**Do this:** Output only the span of lines that begins at the line containing "Where can you see the tripod?" and ends at the last line of the data, both included, exactly as they appear.

**Input:**

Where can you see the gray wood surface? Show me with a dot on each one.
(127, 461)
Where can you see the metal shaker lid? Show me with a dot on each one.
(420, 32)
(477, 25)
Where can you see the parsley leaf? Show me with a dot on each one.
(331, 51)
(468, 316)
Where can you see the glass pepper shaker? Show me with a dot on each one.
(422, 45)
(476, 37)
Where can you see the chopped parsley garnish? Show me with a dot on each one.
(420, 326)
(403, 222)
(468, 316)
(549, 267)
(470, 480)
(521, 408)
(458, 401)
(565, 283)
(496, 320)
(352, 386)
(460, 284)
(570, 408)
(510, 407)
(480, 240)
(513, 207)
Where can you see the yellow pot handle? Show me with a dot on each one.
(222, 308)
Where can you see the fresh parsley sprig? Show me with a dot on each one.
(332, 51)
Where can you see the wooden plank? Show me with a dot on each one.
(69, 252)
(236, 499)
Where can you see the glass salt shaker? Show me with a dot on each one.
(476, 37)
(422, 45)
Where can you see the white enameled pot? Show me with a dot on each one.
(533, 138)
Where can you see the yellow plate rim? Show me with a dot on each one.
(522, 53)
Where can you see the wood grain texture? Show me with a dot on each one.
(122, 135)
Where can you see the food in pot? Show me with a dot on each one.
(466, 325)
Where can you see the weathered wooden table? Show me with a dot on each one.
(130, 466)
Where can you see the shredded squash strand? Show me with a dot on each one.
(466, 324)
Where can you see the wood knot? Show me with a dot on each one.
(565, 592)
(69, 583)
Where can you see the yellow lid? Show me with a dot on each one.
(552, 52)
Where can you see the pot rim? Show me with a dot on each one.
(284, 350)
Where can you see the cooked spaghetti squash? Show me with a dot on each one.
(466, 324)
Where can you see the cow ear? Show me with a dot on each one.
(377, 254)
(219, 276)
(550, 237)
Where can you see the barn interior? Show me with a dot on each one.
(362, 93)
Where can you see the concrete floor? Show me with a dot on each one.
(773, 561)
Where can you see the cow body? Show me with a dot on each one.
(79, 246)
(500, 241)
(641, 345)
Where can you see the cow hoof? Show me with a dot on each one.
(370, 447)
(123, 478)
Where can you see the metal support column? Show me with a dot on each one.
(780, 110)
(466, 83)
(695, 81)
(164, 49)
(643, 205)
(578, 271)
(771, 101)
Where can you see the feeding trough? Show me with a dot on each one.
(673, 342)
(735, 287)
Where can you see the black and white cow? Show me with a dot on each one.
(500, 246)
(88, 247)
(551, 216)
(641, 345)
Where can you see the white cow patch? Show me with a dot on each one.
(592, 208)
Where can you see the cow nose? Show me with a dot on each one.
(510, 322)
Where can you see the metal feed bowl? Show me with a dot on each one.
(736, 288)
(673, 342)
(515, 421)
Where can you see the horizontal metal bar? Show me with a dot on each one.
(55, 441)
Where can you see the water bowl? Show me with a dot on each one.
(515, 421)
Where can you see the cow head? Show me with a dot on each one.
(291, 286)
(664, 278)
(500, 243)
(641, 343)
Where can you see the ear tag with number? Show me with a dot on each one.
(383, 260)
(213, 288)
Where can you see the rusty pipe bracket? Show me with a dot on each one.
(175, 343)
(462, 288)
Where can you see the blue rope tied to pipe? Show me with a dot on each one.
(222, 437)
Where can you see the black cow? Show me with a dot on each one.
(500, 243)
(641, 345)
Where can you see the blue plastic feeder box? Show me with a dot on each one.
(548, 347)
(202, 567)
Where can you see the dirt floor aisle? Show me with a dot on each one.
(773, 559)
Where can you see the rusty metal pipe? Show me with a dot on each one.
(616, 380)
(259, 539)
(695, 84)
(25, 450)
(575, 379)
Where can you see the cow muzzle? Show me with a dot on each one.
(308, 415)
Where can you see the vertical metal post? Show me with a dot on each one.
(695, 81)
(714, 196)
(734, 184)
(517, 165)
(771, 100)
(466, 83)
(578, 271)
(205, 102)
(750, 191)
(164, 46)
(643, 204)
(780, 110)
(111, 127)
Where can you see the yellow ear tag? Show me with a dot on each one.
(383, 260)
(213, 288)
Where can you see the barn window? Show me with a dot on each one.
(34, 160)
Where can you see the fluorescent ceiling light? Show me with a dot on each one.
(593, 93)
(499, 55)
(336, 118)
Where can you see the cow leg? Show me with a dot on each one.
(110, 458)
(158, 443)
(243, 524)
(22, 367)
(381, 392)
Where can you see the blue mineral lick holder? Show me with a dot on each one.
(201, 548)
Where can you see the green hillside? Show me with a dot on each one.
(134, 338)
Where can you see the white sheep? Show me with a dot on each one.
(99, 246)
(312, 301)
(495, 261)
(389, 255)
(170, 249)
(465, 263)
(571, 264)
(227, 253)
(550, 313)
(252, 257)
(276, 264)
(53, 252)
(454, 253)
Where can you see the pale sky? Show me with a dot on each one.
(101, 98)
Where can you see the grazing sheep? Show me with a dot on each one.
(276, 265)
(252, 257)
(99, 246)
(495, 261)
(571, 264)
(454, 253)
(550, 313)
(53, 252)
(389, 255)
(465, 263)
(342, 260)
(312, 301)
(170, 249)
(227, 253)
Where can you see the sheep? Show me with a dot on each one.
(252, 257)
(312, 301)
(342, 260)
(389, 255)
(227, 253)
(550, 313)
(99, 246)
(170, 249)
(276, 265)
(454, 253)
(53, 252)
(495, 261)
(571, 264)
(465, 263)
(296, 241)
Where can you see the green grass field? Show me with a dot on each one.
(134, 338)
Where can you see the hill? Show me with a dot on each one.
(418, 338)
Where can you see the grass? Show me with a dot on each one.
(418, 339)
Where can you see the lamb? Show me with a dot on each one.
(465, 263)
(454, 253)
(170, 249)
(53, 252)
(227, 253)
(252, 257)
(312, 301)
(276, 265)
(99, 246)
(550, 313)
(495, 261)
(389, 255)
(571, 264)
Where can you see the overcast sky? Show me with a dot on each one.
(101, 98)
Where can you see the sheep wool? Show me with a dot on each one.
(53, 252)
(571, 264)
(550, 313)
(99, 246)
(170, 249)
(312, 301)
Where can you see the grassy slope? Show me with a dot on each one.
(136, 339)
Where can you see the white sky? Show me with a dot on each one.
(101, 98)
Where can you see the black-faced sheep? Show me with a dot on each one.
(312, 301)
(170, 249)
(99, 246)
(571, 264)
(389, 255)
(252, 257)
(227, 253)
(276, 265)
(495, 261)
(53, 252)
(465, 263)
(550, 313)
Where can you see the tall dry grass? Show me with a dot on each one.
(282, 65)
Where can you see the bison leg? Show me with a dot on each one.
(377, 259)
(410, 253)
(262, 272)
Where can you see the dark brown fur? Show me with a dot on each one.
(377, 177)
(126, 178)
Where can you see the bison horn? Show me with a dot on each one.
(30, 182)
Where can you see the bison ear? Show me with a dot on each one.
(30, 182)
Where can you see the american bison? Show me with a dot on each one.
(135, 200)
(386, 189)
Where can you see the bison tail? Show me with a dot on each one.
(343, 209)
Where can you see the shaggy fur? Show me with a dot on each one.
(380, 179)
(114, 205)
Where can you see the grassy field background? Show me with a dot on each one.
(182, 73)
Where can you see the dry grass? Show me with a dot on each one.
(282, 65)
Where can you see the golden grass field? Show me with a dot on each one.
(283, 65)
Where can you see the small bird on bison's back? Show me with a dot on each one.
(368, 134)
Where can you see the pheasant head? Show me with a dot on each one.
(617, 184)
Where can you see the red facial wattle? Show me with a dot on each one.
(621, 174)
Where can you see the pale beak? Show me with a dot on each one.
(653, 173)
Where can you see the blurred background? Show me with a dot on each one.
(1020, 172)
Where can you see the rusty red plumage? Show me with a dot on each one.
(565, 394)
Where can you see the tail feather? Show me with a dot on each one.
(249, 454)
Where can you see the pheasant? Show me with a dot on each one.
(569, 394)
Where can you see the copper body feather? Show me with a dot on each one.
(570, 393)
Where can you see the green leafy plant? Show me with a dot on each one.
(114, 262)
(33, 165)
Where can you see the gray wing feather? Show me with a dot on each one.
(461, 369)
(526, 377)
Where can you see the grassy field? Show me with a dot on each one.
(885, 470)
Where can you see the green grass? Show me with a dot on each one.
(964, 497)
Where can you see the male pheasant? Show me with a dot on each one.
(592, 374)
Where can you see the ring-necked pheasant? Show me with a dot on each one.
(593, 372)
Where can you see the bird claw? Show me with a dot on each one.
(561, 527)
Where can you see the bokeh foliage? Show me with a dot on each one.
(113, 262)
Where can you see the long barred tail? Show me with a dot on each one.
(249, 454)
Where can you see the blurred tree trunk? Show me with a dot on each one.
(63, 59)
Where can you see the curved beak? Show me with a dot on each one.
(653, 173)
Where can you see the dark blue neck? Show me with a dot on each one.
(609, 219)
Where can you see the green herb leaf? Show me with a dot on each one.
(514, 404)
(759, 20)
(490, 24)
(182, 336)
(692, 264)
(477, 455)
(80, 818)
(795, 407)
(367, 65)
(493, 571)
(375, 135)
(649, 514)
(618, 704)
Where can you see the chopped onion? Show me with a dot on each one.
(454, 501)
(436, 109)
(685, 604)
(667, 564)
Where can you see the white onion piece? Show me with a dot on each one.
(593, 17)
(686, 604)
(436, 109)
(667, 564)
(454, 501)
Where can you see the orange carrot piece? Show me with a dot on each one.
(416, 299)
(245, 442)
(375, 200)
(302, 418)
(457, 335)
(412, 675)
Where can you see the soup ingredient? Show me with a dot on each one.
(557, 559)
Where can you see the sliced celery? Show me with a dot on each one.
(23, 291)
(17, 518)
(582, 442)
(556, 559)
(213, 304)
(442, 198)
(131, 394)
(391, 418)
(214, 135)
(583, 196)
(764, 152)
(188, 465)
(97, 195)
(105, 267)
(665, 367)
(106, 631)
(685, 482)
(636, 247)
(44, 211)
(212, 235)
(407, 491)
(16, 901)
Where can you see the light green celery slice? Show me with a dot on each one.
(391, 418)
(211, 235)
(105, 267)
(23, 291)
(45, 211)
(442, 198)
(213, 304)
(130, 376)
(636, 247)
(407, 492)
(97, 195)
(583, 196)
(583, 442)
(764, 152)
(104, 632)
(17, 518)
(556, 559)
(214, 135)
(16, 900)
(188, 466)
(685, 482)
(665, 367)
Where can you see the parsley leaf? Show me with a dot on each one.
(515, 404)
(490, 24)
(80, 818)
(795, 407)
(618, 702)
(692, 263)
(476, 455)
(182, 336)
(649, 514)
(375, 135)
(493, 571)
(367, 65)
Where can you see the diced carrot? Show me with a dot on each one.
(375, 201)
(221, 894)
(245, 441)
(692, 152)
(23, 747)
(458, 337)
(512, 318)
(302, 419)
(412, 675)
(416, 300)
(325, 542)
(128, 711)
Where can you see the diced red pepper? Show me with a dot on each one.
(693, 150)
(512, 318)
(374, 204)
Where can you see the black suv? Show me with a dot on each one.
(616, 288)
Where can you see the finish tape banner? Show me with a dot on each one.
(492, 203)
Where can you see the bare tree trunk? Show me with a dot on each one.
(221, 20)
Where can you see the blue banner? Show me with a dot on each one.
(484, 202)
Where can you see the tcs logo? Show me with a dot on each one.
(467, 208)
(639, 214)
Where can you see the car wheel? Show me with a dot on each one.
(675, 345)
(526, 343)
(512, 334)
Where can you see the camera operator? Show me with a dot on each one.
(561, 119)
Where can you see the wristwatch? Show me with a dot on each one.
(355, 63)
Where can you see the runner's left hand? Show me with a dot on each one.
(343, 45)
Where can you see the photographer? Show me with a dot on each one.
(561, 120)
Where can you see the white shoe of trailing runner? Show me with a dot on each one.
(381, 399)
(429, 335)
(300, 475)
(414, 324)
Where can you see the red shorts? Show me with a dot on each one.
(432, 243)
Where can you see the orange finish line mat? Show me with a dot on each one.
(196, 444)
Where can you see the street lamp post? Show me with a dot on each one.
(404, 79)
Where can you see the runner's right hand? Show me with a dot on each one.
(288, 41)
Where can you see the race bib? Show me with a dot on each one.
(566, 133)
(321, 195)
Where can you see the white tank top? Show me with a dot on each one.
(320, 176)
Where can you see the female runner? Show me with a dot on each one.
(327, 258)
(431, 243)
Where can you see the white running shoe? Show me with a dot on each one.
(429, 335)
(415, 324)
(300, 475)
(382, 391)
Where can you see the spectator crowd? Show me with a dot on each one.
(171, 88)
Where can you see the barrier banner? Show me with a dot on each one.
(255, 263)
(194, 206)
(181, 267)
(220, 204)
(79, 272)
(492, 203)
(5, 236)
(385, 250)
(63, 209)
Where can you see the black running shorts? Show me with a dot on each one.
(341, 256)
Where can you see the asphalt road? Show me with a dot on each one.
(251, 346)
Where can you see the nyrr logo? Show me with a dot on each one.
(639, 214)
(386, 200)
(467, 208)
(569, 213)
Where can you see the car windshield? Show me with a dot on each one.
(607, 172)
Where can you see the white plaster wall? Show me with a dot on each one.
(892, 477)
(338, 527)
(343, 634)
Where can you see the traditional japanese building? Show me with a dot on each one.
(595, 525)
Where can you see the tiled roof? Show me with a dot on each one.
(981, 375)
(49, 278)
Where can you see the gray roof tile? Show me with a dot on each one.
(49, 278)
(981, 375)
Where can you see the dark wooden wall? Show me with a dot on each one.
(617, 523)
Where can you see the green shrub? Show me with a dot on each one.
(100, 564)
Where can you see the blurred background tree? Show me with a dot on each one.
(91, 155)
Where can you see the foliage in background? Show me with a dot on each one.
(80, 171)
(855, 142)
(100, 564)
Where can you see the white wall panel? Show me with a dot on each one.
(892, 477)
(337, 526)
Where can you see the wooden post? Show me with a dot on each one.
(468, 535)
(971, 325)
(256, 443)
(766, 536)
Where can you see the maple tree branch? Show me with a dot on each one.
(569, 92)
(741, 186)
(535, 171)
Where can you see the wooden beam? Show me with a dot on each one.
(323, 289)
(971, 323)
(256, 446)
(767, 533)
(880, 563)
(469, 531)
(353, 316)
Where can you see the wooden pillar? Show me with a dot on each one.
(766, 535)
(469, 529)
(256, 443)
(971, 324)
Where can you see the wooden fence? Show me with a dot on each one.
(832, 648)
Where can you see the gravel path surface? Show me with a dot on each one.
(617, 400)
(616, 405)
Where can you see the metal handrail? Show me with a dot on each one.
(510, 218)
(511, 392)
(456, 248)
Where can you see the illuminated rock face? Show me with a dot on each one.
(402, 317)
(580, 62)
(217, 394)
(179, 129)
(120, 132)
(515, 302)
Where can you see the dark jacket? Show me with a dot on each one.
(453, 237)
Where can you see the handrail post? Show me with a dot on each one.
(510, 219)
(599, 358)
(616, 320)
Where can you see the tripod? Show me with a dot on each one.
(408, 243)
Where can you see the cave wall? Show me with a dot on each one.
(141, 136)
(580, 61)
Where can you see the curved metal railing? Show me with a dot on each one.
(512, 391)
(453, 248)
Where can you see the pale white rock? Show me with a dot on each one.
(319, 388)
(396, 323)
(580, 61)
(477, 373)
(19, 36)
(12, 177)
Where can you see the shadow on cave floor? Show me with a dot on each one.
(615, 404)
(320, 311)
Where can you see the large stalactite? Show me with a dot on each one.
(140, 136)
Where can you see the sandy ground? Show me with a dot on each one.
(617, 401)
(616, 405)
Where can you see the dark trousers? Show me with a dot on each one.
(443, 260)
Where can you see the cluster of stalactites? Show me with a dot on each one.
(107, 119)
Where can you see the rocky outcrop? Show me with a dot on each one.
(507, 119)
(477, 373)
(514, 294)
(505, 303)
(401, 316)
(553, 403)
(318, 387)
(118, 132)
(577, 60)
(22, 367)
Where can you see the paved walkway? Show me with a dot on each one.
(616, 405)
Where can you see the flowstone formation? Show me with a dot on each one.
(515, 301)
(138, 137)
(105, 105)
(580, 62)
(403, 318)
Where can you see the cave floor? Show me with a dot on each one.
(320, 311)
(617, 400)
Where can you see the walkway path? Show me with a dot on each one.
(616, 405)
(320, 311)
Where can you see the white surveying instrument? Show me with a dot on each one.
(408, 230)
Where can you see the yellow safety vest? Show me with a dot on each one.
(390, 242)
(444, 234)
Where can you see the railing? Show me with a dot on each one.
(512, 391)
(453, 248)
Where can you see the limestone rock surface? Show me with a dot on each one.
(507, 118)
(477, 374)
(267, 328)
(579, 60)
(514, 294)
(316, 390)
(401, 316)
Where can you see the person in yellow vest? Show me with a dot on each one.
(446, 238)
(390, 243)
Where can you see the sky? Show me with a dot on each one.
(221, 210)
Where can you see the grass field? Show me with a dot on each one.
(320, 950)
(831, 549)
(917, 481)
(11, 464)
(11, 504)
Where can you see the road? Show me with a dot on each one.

**The completed task:**
Where can you see the tripod? Show me with a dot on each one.
(408, 243)
Where can you see the cave wall? Show me with a dot on each one.
(141, 136)
(580, 61)
Where can you see the curved metal railing? Show me with a dot on each one.
(512, 391)
(453, 248)
Where can you see the pale white rock? Show me with a dot on each one.
(319, 388)
(396, 323)
(580, 61)
(477, 373)
(19, 36)
(12, 177)
Where can you see the shadow on cave floor? Show me with a dot on each one.
(615, 404)
(320, 311)
Where can you see the large stalactite? Show me with a dot on each one.
(140, 136)
Where can you see the sandy ground? Show me with a dot on each one.
(617, 401)
(616, 405)
Where can you see the dark trousers? Show me with a dot on each one.
(443, 260)
Where can you see the cluster of stalactites? Show me with a dot on each one.
(107, 119)
Where can you see the rocky outcrop? Show me with a dot on each one.
(507, 119)
(477, 373)
(514, 294)
(505, 303)
(401, 316)
(553, 403)
(318, 387)
(118, 132)
(577, 60)
(22, 367)
Where can you see the paved walkway? Show me with a dot on each one.
(616, 405)
Where can you see the flowstone formation? Show me with a dot on each one.
(515, 301)
(138, 137)
(105, 105)
(580, 62)
(403, 318)
Where can you see the cave floor? Show me with a dot on each one.
(320, 311)
(617, 400)
Where can you see the walkway path? Show me with a dot on each one.
(616, 405)
(320, 311)
Where can you see the white surveying instrument? Show me with a dot on each one.
(408, 230)
Where can you see the yellow safety vest? Show me with a dot on each one.
(390, 242)
(444, 234)
Where can you see the railing? Show me with a dot on each one.
(512, 391)
(453, 248)
Where can you see the limestone rock surface? Show me with a dot on each one.
(507, 118)
(477, 374)
(267, 328)
(579, 60)
(514, 294)
(316, 390)
(401, 316)
Where can you see the person in yellow vest? Show me with a dot on each one.
(446, 238)
(390, 243)
Where can you see the sky? Show me with a dot on each one.
(221, 210)
Where can you see the grass field? Show me with a dot on each one.
(320, 950)
(831, 549)
(917, 481)
(11, 464)
(11, 504)
Where can you see the road? Show me with a dot on each one.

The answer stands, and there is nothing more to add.